- **WERKOPDRACHTEN**
• 1. Schrijf uit het tekstfragment letterlijk over wat begint met "De wereld was" en doorloopt tot en met "feitelijke krachtenveld berekenen.".
• 2. Waar hoopt het geld zich volgens het tekstfragment op?

- **TEKSTFRAGMENT**

--------------------------------

De wereld was in de tijd van Marx relatief veel overzichtelijker dan momenteel. In deze tijd is er een veel grotere groep die een aandeel in de productiemiddelen heeft. Er zijn veel burgers in burgerlijke landen die aandelen bezitten, of een eigen huis. Er zijn ook veel mensen aangesloten bij een pensioenfonds dat voor hen ‘voor later’ belegt in aandelen, obligaties of huizen. Eigenlijk moeten we ‘de integraal nemen’ over al deze verschillende belangen en het feitelijke krachtenveld berekenen.

Figuur 9 laat zien dat er 17 miljoen verschillende individuen in Nederland zijn. Vroeger was het veel zwart-witter. Je had geld, kapitaal; of je had geen geld. Je was bourgeois of proletariër. Maar veel individuen in Nederland, vooral uit de middenklasse, hebben tegenwoordig zowel een deelinkomen uit arbeid (dus een baan of werk; hier wit) als een klein of groot deelinkomen ‘uit bezit’, aandelen of een pensioenfonds, e.d. (hier zwart). Een individu kan in Nederland dus twee tegengestelde belangen hebben. Hij kan bourgeois én werkende zijn, dus ‘parttime bourgeois’ en tegelijkertijd ‘parttime proletariër’ – zoals ik dat hier in dit boek zou willen noemen - in één persoon verenigd. Dat geeft spanningen. Dat geeft loyaliteitsproblemen. Dat is te zien bij stakingen. Voor een deel heeft men dan belang bij loonsverhoging, maar anderzijds heeft men ook belang bij het stijgen van de koers van de aandelen. En die stijgen natuurlijk het hardst als de lonen niet worden verhoogd. Daarom is er bij de middenklasse vaak veel twijfel bij een staking.

Het verschil tussen het kapitalistische en het socialistische systeem is simpelweg dat de ‘bezittende klasse’ in het kapitalistische systeem gemakkelijk de door de werkende klasse geproduceerde meerwaarde kan inpikken. Het geld accumuleert ergens in een kluis op een Zwitserse bank of in een ander belastingparadijs. En dat is eigenlijk nog maar het begin van het verhaal. Het allervervelendste van de zaak is dat daardoor de koopkracht van de mensen afneemt, de crisis toeneemt en men steeds minder investeert. Vooral dit laatste schema maakt duidelijk dat het kapitalisme een voor de werkende klasse rampzalig accumulatieprobleem heeft. Niet alleen is de accumulatie (ophoping) van kapitaal voor de werkende man rampzalig - hij krijgt immers niet wat hij verdient - maar het is ook rampzalig voor de kapitalisten zelf. Hun economie stagneert en hun eigen bedrijvigheid dondert steeds weer in elkaar. Zie daarvoor ook het verhaal over de watertank in de bijlage 1.

--------------------------------

- **GETOONDE GEGEVENS**

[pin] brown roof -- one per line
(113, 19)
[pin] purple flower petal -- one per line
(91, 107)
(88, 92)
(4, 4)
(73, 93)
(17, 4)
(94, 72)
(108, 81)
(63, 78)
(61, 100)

--------------------------------

- **GESCHREVEN ANTWOORDEN**
• 1.
De wereld was in de tijd van Marx relatief veel overzichtelijker dan momenteel. In deze tijd is er een veel grotere groep die een aandeel in de productiemiddelen heeft. Er zijn veel burgers in burgerlijke landen die aandelen bezitten, of een eigen huis. Er zijn ook veel mensen aangesloten bij een pensioenfonds dat voor hen ‘voor later’ belegt in aandelen, obligaties of huizen. Eigenlijk moeten we ‘de integraal nemen’ over al deze verschillende belangen en het feitelijke krachtenveld berekenen.

• 2. In een kluis op een Zwitserse bank of in een ander belastingparadijs.